> [Entries from a labeling collection]:
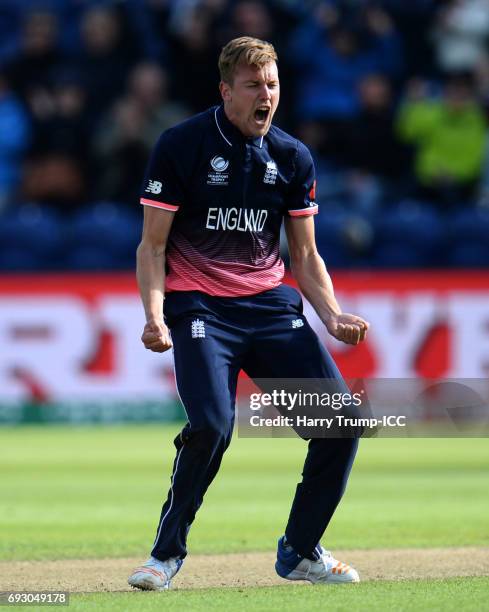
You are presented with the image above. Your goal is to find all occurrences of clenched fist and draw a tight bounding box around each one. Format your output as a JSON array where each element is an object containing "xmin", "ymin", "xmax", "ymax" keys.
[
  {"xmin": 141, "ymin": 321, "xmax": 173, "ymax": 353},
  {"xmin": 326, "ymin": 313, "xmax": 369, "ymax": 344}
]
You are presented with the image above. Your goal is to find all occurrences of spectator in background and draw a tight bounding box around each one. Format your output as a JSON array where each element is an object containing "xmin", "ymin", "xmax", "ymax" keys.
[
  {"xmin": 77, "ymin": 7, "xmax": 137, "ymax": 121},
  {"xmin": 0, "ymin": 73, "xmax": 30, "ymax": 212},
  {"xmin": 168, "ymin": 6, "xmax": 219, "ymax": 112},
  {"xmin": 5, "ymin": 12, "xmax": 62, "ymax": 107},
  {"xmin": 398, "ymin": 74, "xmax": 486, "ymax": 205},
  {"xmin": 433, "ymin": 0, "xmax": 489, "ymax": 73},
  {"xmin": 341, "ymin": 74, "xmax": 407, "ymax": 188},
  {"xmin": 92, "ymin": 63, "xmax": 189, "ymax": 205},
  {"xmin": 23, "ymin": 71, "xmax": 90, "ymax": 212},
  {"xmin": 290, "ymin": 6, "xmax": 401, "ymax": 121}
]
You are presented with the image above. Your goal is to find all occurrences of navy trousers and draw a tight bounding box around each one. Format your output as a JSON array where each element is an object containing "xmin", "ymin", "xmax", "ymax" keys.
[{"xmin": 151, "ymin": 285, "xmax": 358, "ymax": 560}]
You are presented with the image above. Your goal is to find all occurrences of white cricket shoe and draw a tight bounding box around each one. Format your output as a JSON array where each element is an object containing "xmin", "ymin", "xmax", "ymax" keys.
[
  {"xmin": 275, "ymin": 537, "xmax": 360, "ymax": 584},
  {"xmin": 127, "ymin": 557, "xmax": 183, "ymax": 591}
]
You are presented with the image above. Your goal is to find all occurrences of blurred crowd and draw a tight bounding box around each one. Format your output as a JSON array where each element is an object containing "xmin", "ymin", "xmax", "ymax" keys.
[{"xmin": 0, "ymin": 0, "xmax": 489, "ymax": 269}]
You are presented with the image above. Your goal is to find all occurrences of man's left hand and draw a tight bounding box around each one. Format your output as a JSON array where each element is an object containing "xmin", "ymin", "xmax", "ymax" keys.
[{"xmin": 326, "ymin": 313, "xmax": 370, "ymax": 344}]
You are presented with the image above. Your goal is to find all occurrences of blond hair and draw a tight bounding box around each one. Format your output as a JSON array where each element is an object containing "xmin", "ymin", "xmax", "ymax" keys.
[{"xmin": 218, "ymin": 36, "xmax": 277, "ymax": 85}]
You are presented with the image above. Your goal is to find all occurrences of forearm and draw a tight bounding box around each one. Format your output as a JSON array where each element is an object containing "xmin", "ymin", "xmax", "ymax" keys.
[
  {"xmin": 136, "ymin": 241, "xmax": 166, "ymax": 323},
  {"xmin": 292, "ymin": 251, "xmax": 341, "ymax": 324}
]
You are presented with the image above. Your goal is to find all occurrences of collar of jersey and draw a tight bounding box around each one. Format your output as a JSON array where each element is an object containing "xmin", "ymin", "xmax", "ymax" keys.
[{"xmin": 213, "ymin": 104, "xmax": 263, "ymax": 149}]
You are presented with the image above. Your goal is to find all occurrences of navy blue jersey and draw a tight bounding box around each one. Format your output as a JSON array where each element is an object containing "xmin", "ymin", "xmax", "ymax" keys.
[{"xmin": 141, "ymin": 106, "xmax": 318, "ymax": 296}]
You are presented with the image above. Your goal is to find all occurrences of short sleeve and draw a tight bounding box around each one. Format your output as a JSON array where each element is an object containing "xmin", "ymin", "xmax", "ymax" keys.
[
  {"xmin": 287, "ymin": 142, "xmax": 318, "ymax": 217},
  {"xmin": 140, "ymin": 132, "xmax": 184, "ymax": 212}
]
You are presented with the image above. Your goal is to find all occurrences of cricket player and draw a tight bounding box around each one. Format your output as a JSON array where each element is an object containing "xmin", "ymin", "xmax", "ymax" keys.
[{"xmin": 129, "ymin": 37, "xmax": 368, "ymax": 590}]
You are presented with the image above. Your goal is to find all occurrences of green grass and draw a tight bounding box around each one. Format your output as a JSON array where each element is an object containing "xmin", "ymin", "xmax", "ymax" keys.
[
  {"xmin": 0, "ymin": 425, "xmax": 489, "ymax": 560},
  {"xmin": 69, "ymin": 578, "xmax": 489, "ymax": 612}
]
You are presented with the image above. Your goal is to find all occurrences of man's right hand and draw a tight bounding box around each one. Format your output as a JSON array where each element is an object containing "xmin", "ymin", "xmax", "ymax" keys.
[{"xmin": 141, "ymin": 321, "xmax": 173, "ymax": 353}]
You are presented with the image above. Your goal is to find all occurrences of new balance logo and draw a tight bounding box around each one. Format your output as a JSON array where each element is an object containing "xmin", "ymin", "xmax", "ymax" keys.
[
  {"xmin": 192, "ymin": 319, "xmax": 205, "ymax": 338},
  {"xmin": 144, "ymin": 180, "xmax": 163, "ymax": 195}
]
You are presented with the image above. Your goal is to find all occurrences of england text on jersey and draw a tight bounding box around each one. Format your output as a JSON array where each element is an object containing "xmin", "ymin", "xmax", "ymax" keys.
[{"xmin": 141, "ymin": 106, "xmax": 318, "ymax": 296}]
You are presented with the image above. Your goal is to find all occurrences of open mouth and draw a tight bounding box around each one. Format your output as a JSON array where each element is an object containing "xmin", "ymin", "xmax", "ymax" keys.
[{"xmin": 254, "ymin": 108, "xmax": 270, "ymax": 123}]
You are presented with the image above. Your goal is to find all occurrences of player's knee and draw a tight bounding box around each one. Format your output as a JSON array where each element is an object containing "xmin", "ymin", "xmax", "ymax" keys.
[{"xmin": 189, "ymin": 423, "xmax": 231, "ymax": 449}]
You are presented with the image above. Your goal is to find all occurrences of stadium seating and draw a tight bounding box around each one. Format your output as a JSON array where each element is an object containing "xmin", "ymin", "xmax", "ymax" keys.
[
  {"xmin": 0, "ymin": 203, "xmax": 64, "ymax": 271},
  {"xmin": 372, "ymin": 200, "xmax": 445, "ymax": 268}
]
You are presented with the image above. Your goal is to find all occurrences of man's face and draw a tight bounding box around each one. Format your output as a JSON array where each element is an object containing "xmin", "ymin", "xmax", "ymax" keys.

> [GOAL]: Rewrite everything from the line containing "occurrences of stadium" down to the end of the entries as a JSON list of strings, one string per line, with blank lines omitted.

> [FINAL RESULT]:
[
  "You are presented with the image above. Your goal is to find all occurrences of stadium seating and draw a tight bounding box around each one. Format your output as a JSON array where each element is an object containing \"xmin\", \"ymin\", \"xmax\", \"ymax\" keys.",
  "[",
  "  {\"xmin\": 0, \"ymin\": 203, \"xmax\": 64, \"ymax\": 271},",
  "  {\"xmin\": 372, \"ymin\": 200, \"xmax\": 445, \"ymax\": 268}",
  "]",
  "You are presented with the image above. Your goal is to find all occurrences of man's face and draw a tight bounding box around each one. Format your output as a JSON array where each element is an object containing \"xmin\", \"ymin\", \"xmax\", \"ymax\" keys."
]